OBJECTIVE
Add 43 to every coordinate in the answers, and write out again every line from the one containing "of the girl" through the last line of the entries, including both of those lines and the requests.

EXTRACTED RECORDS
:::::
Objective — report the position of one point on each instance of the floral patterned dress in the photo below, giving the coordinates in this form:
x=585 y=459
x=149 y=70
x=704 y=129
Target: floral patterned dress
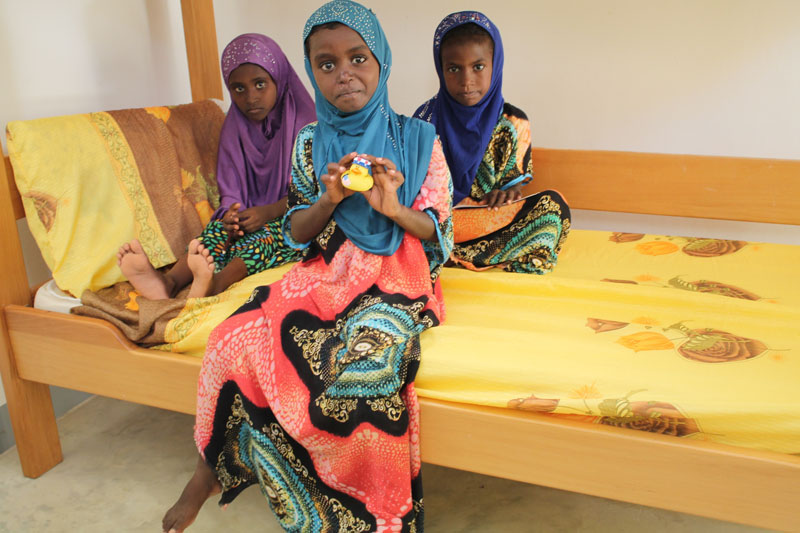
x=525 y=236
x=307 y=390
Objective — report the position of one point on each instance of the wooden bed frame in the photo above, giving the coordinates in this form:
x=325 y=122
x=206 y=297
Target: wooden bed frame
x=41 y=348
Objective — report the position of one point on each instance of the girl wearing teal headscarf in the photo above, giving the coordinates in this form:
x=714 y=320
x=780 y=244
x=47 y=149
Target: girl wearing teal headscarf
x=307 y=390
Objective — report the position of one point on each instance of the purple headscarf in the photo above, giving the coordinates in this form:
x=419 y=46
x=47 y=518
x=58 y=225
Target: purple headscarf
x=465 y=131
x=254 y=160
:::::
ANSWER TO THE PROBLEM
Objective — report the position of one point on each instance of the girl wearing teal headscarf in the photo above, giving the coordinates in this form:
x=714 y=320
x=780 y=244
x=47 y=149
Target: girl wearing teal headscarf
x=350 y=433
Objective — report the position of one point on each instance of the purple headscarf in the photo above, giving the coordinates in this form:
x=419 y=46
x=47 y=518
x=58 y=225
Target: purple headscarf
x=508 y=174
x=297 y=203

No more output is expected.